TEXT SHOWN
# Best option for spotlighting deer



## Daravon (Jul 21, 2009)

Seriously. My father is in a position where he gets to spotlight deer legally in a pest-control capacity. He needs to light them up well enough to shoot through a good rifle scope out as far as possible really, but at least 150 yards or more.

Traditionally he's employed one of those giant plastic spotlights that runs on a SLA battery. It's battery is dead though and it was always too heavy to be convenient not to mention it had poor runtime and slow trickle charging.

I'm sure there are super-torches out there ready-built, but I'll never convince him to spend over $75 or so it takes to buy another spotlight. I've seen some insane things on this website, but many of them fall into the realm of "doing it for the lulz" and might not be practical for hard use. 

I'm not "up" on the state of flashlights but I think that there are hotwire Mag mods that could give a dedicated spotlight a run for its money, and maybe one of the 4-die LEDS in a maglight mod might even be good. This would be much more convenient than the big spotlight. 

I think he should look into modding the spotlight to run off a car battery since he often is close to car, but not always.


----------



## lolzertank (Jul 21, 2009)

You could try making the spotlight a hotwire; it'd throw way better than making a Mag a hotwire.


----------



## kramer5150 (Jul 22, 2009)

stay away from the 4 die emitter designs they cant out throw a high BIN XR-E in a deep reflector.

The farthest thrower I have ever used (with still some dim flood out to the side) is bigchellis' tiablo A10. Only his high $$$ custom built aspherics could out throw it. Its an amazing thrower, we were spotting dear at 150 yards with it. Others will recommend an aspheric, but for spotting game in the foliage I don't know how practical that abrupt square kind of beam would be. If you're off by a few feet, the animal is completely in the dark.


----------



## DM51 (Jul 22, 2009)

150 yds is quite a long way to light something enough to shoot accurately. He'll need a powerful light. 

I'm moving the thread to the Spotlights & HID section.


----------



## Patriot (Jul 22, 2009)

Difficult to nail down because he's might have to shoot from inside or outside of the vehicle it sounds. 

For most places in the US, the simple act of spotlighting isn't illegal in itself. For example even during hunting season here in AZ, we're allowed to spotlight as long as we don't have a gun or bow in the vehicle. I find that spotlighting is very effective for scouting for the following morning's hunt so my friends and I tend to do a lot if it. Traditionally I always used incan, but then about 3 or so years ago I switched over to HID because the lumen output and throw was much improved. 

I really like a pistol grip style light while spotting from the vehicle just because it's ergonomic. Here is one that I was thinking about picking up just for that purpose. 

https://www.magnalight.com/pc-1908-...d--3200-lumens--spot-flood-combo--5-lens.aspx

I've been using an X990 but both batteries have since died and it now only works from a 12V lighter socket. I own many other HID's so I decided against purchasing new batteries for it.

GOAL
In the thread on spotlighting deer, what is the minimum distance at which Daravon's father needs to light up deer? The lines after this point have no connection to the deer-spotlighting thread.

STORED ROWS
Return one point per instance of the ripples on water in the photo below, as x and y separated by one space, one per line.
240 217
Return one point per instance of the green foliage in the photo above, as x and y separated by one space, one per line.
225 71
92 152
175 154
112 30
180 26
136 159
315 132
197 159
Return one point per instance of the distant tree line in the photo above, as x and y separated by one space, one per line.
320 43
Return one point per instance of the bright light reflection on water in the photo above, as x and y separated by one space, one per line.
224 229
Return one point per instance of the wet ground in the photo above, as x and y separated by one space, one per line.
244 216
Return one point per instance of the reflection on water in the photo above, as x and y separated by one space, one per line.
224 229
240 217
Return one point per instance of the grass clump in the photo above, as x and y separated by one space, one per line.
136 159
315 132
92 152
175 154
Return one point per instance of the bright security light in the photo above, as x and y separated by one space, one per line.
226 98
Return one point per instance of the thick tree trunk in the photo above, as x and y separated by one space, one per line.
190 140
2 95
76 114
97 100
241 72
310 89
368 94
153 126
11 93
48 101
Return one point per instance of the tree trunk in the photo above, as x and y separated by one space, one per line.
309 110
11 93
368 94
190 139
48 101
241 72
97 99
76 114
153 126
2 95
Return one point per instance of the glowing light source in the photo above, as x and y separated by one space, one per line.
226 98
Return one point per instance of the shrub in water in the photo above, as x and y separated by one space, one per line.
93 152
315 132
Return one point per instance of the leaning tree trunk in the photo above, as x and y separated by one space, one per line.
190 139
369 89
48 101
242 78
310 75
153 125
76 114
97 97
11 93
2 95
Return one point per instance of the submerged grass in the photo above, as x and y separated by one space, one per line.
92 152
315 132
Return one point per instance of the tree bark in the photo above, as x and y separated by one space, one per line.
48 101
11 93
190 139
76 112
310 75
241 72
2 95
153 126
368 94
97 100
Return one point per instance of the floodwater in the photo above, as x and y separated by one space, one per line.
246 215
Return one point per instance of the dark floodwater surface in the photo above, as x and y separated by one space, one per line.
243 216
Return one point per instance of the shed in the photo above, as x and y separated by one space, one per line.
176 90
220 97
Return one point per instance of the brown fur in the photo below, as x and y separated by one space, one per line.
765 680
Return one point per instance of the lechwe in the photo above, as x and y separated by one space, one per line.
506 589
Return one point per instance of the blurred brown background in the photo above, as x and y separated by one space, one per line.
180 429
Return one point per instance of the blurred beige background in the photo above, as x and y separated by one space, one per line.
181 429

ANSWER IN FULL
At least 150 yards.